Reproduce the entries in full, with no changes.

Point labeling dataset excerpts
-- Start --

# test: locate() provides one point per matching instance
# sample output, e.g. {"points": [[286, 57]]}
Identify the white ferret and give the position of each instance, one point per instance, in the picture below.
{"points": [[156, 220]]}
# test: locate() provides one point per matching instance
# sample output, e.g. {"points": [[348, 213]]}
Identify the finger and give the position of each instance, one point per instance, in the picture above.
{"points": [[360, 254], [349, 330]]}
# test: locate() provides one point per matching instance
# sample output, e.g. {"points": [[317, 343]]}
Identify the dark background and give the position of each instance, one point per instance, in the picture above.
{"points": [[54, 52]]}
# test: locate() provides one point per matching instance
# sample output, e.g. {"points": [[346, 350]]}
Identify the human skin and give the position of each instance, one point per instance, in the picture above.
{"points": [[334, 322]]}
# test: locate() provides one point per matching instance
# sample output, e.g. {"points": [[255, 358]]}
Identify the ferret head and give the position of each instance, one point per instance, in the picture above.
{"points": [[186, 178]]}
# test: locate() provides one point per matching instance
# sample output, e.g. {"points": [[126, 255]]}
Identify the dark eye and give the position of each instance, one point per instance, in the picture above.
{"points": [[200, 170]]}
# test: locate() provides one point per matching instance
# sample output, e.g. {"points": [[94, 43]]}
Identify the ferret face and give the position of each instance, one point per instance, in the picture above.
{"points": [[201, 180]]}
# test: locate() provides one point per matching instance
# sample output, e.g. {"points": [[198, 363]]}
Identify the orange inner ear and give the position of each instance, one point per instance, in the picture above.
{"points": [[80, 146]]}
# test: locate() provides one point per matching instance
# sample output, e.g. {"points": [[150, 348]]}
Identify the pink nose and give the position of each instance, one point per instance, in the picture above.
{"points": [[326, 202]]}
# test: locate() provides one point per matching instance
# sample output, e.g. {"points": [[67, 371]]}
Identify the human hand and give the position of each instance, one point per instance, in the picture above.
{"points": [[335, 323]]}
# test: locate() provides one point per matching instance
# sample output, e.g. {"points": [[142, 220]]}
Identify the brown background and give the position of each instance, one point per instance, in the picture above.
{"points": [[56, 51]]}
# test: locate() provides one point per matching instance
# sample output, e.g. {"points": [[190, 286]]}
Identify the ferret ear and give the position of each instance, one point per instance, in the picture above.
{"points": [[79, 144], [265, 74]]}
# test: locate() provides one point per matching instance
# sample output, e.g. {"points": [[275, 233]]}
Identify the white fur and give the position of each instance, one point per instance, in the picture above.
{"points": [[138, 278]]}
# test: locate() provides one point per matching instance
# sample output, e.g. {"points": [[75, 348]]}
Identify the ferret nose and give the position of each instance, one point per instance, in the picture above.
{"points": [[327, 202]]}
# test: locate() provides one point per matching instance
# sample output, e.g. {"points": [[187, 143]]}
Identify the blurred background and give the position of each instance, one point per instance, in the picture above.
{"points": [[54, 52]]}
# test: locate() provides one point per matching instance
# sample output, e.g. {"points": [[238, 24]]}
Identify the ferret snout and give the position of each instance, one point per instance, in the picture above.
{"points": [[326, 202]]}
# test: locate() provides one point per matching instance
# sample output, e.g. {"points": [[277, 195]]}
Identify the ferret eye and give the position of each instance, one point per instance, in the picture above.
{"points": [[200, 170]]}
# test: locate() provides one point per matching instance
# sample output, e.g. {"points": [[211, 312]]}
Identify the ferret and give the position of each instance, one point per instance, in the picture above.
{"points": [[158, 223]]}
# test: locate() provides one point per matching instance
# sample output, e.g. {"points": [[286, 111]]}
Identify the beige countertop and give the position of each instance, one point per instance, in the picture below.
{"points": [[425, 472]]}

-- End --

> _Result of the exercise_:
# test: locate() provides one point per matching instance
# sample output, e.g. {"points": [[286, 57]]}
Identify the white ferret and give the position of each instance, one point per instance, in the picture below.
{"points": [[156, 220]]}
# test: locate() provides one point per matching instance
# sample output, e.g. {"points": [[348, 213]]}
Identify the finger and give the position of each instance, one point per instance, in the picture above.
{"points": [[360, 254], [349, 330]]}
# test: locate() provides one point per matching instance
# sample output, e.g. {"points": [[317, 343]]}
Identify the dark background and give the position of each instance, one point per instance, in the picture above.
{"points": [[54, 52]]}
# test: locate() provides one point per matching instance
# sample output, e.g. {"points": [[346, 350]]}
Identify the human skin and give the position of each instance, one point per instance, in the picture above.
{"points": [[334, 322]]}
# test: locate() provides one point per matching instance
# sample output, e.g. {"points": [[255, 358]]}
Identify the ferret head and give the position of each instance, one point per instance, in the picture above.
{"points": [[186, 178]]}
# test: locate() provides one point per matching instance
# sample output, e.g. {"points": [[126, 255]]}
Identify the dark eye and give the position of each instance, one point per instance, in the picture above.
{"points": [[200, 170]]}
# test: locate() provides one point per matching instance
# sample output, e.g. {"points": [[94, 43]]}
Identify the ferret face and give the position of each instance, one point per instance, in the picture above.
{"points": [[201, 180]]}
# test: locate() provides one point per matching instance
# sample output, e.g. {"points": [[198, 363]]}
Identify the orange inner ear and give the position of each instance, one point per instance, in the picture above.
{"points": [[80, 146]]}
# test: locate() provides one point per matching instance
# sample output, e.g. {"points": [[150, 348]]}
Identify the pink nose and give the position of each instance, one point per instance, in the picture above.
{"points": [[326, 202]]}
# test: locate() provides one point per matching instance
# sample output, e.g. {"points": [[67, 371]]}
Identify the human hand and give the position of each instance, one point per instance, in the picture above.
{"points": [[335, 323]]}
# test: locate() provides one point per matching instance
# sample output, e.g. {"points": [[142, 220]]}
Identify the brown background and give the position of each instance, one point per instance, in the picture above.
{"points": [[56, 51]]}
# test: locate() provides one point per matching instance
# sample output, e.g. {"points": [[190, 286]]}
Identify the ferret ear and give the position of each instance, one point per instance, in the picture above.
{"points": [[79, 144], [265, 74]]}
# test: locate() provides one point per matching instance
# sample output, e.g. {"points": [[275, 233]]}
Identify the white fur and give the position of each instance, one point per instance, in the picture above.
{"points": [[138, 278]]}
# test: locate() provides one point per matching instance
# sample output, e.g. {"points": [[75, 348]]}
Identify the ferret nose and give the position of each instance, one point per instance, in the picture above.
{"points": [[327, 202]]}
# test: locate() provides one point per matching instance
# sample output, e.g. {"points": [[187, 143]]}
Identify the blurred background and give the position of each instance, one point per instance, in the picture above.
{"points": [[54, 52]]}
# test: locate() provides one point per matching instance
# sample output, e.g. {"points": [[238, 24]]}
Identify the ferret snout and give the position of each instance, one point per instance, in the picture above.
{"points": [[326, 202]]}
# test: locate() provides one point per matching instance
# sample output, e.g. {"points": [[277, 195]]}
Identify the ferret eye and give the position of each instance, one point per instance, in the picture above.
{"points": [[200, 170]]}
# test: locate() provides one point per matching instance
# sample output, e.g. {"points": [[211, 312]]}
Identify the ferret and give the position of each instance, one point per instance, in the picture above.
{"points": [[158, 223]]}
# test: locate() provides one point per matching instance
# sample output, e.g. {"points": [[286, 111]]}
Identify the beige countertop and give the position of each instance, one point per instance, in the picture below.
{"points": [[425, 472]]}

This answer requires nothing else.